• [EXERCISE REQUIREMENTS] From the article on AVM and its FRITZ!Box routers, write out word for word the part that opens with the words containing "Most broadband ISP consumers" and closes with "(FTTC) FRITZ!Box routers.".

• [TEXT SECTION]

(begin)

Monday, September 1st, 2014 (6:53 am) - Score 2,850
fritzbox_7390

Most broadband ISP consumers in the United Kingdom are probably familiar with major Internet router and modem kit manufacturers like NetGear, Asus and so forth. But many probably won’t be as familiar with the name AVM, which has recently become much better known thanks to their latest line of advanced but affordable ADSL and VDSL (FTTC) FRITZ!Box routers.

AVM was founded during 1986 in Berlin (Germany) and has been busy growing its influence ever since. The company now claims to be one of the top two manufacturers of broadband devices in Europe and holds an impressive market share of over 50% in Germany.

The company’s latest broadband routers (e.g. FRITZ!Box 7390 and 3390) seem to have also peaked a lot of interest among the UK’s own enthusiast market, which is largely thanks to the mass of advanced features that AVM typically crams into their kit and all at a price that’s often lower than you’d expect for such a device.

(end)

• [RECORDS SHOWN]
(begin)

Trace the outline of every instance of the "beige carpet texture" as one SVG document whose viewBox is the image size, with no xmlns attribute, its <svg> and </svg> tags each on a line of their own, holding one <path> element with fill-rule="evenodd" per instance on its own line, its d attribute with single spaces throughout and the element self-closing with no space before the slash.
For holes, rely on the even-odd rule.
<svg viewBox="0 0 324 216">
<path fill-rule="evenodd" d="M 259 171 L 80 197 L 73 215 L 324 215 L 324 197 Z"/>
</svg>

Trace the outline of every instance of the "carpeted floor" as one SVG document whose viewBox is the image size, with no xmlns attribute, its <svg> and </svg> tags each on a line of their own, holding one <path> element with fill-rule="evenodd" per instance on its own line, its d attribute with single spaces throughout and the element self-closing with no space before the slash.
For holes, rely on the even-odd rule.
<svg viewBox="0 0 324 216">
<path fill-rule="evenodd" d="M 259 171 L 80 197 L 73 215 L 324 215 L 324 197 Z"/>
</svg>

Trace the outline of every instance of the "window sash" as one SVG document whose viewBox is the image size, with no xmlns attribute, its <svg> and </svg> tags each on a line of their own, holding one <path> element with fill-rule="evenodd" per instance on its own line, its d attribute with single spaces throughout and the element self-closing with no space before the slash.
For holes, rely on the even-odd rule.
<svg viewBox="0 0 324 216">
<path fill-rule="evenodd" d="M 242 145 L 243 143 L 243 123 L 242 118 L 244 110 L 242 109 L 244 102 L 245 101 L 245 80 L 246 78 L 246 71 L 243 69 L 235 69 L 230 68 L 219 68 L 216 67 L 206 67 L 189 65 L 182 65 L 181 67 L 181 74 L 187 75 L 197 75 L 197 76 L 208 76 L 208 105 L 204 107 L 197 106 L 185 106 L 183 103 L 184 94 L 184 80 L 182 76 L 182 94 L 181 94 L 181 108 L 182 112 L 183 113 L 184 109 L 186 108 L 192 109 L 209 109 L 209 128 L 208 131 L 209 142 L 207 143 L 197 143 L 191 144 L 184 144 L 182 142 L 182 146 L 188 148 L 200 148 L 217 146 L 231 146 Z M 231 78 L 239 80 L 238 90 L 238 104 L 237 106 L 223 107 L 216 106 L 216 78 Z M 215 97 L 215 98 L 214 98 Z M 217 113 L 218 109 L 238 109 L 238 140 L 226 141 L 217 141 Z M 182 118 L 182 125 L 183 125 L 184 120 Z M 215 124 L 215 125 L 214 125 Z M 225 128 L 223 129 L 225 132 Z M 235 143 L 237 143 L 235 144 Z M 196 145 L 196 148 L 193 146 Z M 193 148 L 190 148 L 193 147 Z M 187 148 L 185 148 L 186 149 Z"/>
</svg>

(end)

• [CORRECT RESPONSE]
Most broadband ISP consumers in the United Kingdom are probably familiar with major Internet router and modem kit manufacturers like NetGear, Asus and so forth. But many probably won’t be as familiar with the name AVM, which has recently become much better known thanks to their latest line of advanced but affordable ADSL and VDSL (FTTC) FRITZ!Box routers.